• [Tasks to complete]
#1 Quote the blog entry word for word, from "Last evening (October" to "returning to sleep.", inclusive.
#2 According to the blog entry, on what date did the writer plan to visit Newstead Abbey?

Wednesday, October 26, 2016

Frankenstein Sundae, 251


A PAUSE FOR AN INSERT TO PLACE ELSEWHERE IN THIS OUT-OF-CONTROL MANUSCRIPT.


Last evening (October 25, 2016), returning from a drive over to Kent, Joyce told me that the night before—at ten o’clock—she’d been awakened by the sound of our cuckoo clock announcing the hours. She had been so soundly asleep that she had not recognized the friendly offerings from that clock that had once belonged to my great-grandfather Warren A. Lanterman (1866–1963) but instead heard what she thought were the cries of a child. It alarmed her so much that she had difficulty returning to sleep.
Her story reminded me of an experience I had (and which I’ve mentioned here earlier) at the former home of Lord Byron, Newstead Abbey, a home in Nottinghamshire, England, now open to the public. It had indeed been an Abbey (built in the twelfth century), until Henry VIII, in a rage about the Pope’s denial of a divorce request (he was hot for Anne Boleyn and wanted to move on and marry her—which, of course, he subsequently did, until he tired of her, at which time Anne lost her head) dissolved all Roman Catholic Church property between 1536–1541 and declared that England was now a Protestant nation.
That’s a lot. Let’s simplify …
On Saturday, April 17, 1999, I planned to visit Newstead Abbey. That spring, I was, as you may recall, in Europe chasing the Mary Shelley story—from England to Italy. And Byron had been a key player in her life—in fact, he was the indirect cause of her husband’s drowning in Italy. Bysshe Shelley had been so intent on matching Byron in so many ways—creatively, financially (no chance there!)—that when the men began talking about building boats to play with (and in) during the summer of 1822, well, Bysshe was in (in more ways than one, it would, sadly, turn out).

Pointing dataset records
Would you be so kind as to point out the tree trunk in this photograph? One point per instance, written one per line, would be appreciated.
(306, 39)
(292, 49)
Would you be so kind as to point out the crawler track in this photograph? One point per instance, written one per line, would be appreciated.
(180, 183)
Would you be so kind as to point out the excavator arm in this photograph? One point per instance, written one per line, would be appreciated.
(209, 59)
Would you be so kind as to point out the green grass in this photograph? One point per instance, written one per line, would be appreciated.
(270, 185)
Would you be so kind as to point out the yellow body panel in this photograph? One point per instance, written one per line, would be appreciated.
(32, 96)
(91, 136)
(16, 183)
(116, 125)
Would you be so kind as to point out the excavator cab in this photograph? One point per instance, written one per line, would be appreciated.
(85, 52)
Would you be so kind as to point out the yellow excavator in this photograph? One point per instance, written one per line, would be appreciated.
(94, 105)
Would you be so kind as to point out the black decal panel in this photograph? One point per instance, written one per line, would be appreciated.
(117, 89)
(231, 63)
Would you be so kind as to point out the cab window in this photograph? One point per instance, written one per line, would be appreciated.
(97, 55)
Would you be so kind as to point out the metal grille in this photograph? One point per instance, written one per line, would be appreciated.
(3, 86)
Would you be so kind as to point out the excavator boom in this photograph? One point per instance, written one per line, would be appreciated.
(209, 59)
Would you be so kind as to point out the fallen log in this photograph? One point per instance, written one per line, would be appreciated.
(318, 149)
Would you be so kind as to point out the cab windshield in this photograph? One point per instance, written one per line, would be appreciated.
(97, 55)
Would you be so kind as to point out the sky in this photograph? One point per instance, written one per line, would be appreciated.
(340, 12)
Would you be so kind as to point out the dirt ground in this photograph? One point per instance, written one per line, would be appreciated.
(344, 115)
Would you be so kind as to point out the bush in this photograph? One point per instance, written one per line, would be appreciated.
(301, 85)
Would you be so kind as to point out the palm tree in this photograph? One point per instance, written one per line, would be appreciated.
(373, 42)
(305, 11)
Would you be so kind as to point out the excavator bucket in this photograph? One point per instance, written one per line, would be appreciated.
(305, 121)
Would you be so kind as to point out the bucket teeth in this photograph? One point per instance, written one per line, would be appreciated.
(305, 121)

• [Exercise answers]
#1
Last evening (October 25, 2016), returning from a drive over to Kent, Joyce told me that the night before—at ten o’clock—she’d been awakened by the sound of our cuckoo clock announcing the hours. She had been so soundly asleep that she had not recognized the friendly offerings from that clock that had once belonged to my great-grandfather Warren A. Lanterman (1866–1963) but instead heard what she thought were the cries of a child. It alarmed her so much that she had difficulty returning to sleep.

#2 Saturday, April 17, 1999